## Problem details:
Copy out the passage below, on the health care problems of Hurricane Katrina evacuees in Houston, word for word and in full.

## Text segment:
----
Katrina evacuees who moved to Houston have experienced problems accessing physical and mental health care, according to a study published by three Rice University researchers.
They examined data from three separate waves of surveys administered at different times to different groups of the most disadvantaged Katrina evacuees in the Houston area, specifically, those who did not have resources to evacuate in advance of the hurricane.
Their findings will appear in the article “Physical and Mental Health Status of Hurricane Katrina Evacuees in Houston in 2005 and 2006” in the upcoming edition of the Journal of Health Care for the Poor and Underserved.
The authors are Karoline Mortensen, assistant professor in the practice of political science; Rick K. Wilson, the Herbert S. Autrey Professor of Political Science and professor of statistics and of psychology; and Vivian Ho, the chair in health economics at Rice’s Baker Institute for Public Policy and associate professor of medicine at Baylor College of Medicine.
An estimated 200,000 people left New Orleans for Houston when Hurricane Katrina hit Louisiana in August 2005, and more than 150,000 remained in Houston almost one year later. The authors utilized the survey data collected in the Houston area between September 2005 and July 2006 “to get an overview of how evacuees’ socioeconomic status, physical and mental health, health insurance coverage and access to care differ from those of the general U.S. population.”
To reach a fuller understanding of the evacuees’ circumstances, Mortensen and her colleagues compared them not just to the nation as a whole, but to poor Southerners as well. In some ways, the Katrina evacuees fit between the national average and poor Southerners. For instance, 30 percent of evacuees said they did not have private health insurance before the storm, higher than the national proportion (22.5 percent), but lower than the proportion of poor respondents of the South who are uninsured (56 percent).
----
## Information supplied:
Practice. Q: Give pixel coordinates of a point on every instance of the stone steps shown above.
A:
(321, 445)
----
## Output for this task:
Katrina evacuees who moved to Houston have experienced problems accessing physical and mental health care, according to a study published by three Rice University researchers.
They examined data from three separate waves of surveys administered at different times to different groups of the most disadvantaged Katrina evacuees in the Houston area, specifically, those who did not have resources to evacuate in advance of the hurricane.
Their findings will appear in the article “Physical and Mental Health Status of Hurricane Katrina Evacuees in Houston in 2005 and 2006” in the upcoming edition of the Journal of Health Care for the Poor and Underserved.
The authors are Karoline Mortensen, assistant professor in the practice of political science; Rick K. Wilson, the Herbert S. Autrey Professor of Political Science and professor of statistics and of psychology; and Vivian Ho, the chair in health economics at Rice’s Baker Institute for Public Policy and associate professor of medicine at Baylor College of Medicine.
An estimated 200,000 people left New Orleans for Houston when Hurricane Katrina hit Louisiana in August 2005, and more than 150,000 remained in Houston almost one year later. The authors utilized the survey data collected in the Houston area between September 2005 and July 2006 “to get an overview of how evacuees’ socioeconomic status, physical and mental health, health insurance coverage and access to care differ from those of the general U.S. population.”
To reach a fuller understanding of the evacuees’ circumstances, Mortensen and her colleagues compared them not just to the nation as a whole, but to poor Southerners as well. In some ways, the Katrina evacuees fit between the national average and poor Southerners. For instance, 30 percent of evacuees said they did not have private health insurance before the storm, higher than the national proportion (22.5 percent), but lower than the proportion of poor respondents of the South who are uninsured (56 percent).